Article |
(begin)

# Something wrong with my PC?



## kibblesx (Aug 30, 2017)

OS: windows 8.1
RAM: 10gb
Processor: AMD A6-5200 APU with Radeon HD Graphics (4 CPUs), 2.0GHz
ETC

my pc is gradually slowing down more and more and i don't know why. also i'm fairly good with pcs. it's not a very good pc for 2017, but it's unusually slower than it should be.

this problem is more obvious in browsers when i play games, but it seems to be a pc wide problem. i have warframe, smite, and a couple other games on my pc. i always had to play these games on low quality and still have low fps, but any time i start playing a new game, over time the performance of that particular game starts to slow down even more, and it's not because of game updates.
a long time ago when i started playing bonk.io on firefox (because chrome wasn't good with flash games) it ran perfectly. i had absolutely no hardware lag on that game. then over time the performance started to dip. this has happened with pretty much every flash game i played long term too.

my pc is also unusually slow while browsing, or even starting up. everything is just slow.....

i tried uninstalling unused programs, defragging, removing trash browser extensions and plugins. none of it made a real difference.
help?


----------



## DBCooper (Jun 11, 2010)

Hi there,

With regards to your slow browsing, I recommend downloading "CCleaner", install this program onto your computer, and use this program to clean up the temp files, cookies, etc.etc. that slows down browsing. Here's the link to the CCleaner program. Download the FREE version = https://www.piriform.com/ccleaner/download

With regards to the slow performance of your computer, try performing a *CHECK DISK REPAIR* and see if that helps fix the issue. Check this link out, it's the instructions on how to perform a Check Disk Repair = https://neosmart.net/wiki/chkdsk/#CHKDSK_in_Windows_8_or_81

Also, check the space of your hard drive through My Computer. Is your hard drive space almost full? Assuming so, it would surely benefit in the performance of your computer by deleting any files you no longer need, or transfer the files onto another source(e.g. External Hard Drive, Cloud, etc.etc.).

(end)

Information given |

(begin)

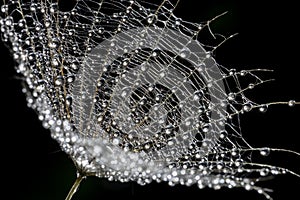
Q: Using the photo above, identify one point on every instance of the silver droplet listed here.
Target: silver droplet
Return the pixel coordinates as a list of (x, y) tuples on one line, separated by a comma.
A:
[(292, 103)]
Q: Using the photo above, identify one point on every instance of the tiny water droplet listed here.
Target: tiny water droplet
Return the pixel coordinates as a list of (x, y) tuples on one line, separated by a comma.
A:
[(265, 151), (292, 103), (263, 108)]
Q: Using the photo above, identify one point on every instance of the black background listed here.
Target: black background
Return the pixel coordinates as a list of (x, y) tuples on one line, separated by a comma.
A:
[(34, 167)]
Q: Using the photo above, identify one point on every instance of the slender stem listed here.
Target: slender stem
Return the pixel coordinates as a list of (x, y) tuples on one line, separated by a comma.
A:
[(75, 186)]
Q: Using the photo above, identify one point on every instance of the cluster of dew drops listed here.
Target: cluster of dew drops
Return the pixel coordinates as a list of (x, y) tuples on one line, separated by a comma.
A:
[(42, 82)]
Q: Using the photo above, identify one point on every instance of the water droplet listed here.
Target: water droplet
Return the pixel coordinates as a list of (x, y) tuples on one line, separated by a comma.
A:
[(185, 53), (265, 151), (247, 107), (231, 96), (292, 103), (59, 81), (263, 108)]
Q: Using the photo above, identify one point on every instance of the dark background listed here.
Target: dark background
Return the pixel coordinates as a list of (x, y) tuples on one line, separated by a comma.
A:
[(34, 167)]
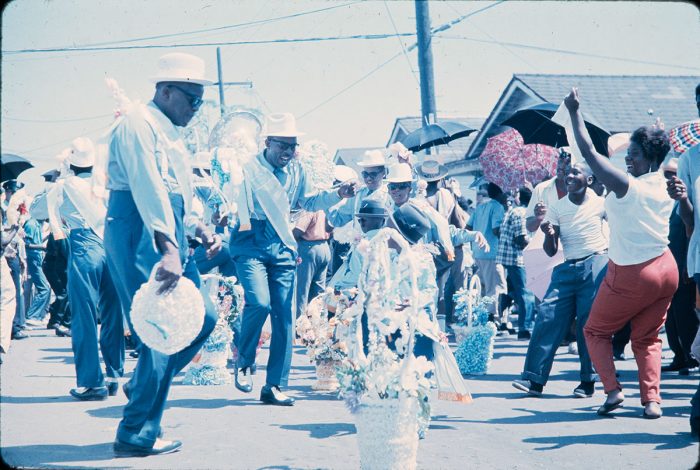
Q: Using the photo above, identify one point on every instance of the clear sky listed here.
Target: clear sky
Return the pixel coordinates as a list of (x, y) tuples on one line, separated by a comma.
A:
[(339, 90)]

(end)

Work to complete |
(A) In the forum thread, swap "firefox" for "opera" and give the passage again, beginning at the words "a long time" and stopping after "is just slow.....".
(B) List every game that the forum thread names.

Responses for each task |
(A)
a long time ago when i started playing bonk.io on opera (because chrome wasn't good with flash games) it ran perfectly. i had absolutely no hardware lag on that game. then over time the performance started to dip. this has happened with pretty much every flash game i played long term too.

my pc is also unusually slow while browsing, or even starting up. everything is just slow.....

(B) warframe, smite, bonk.io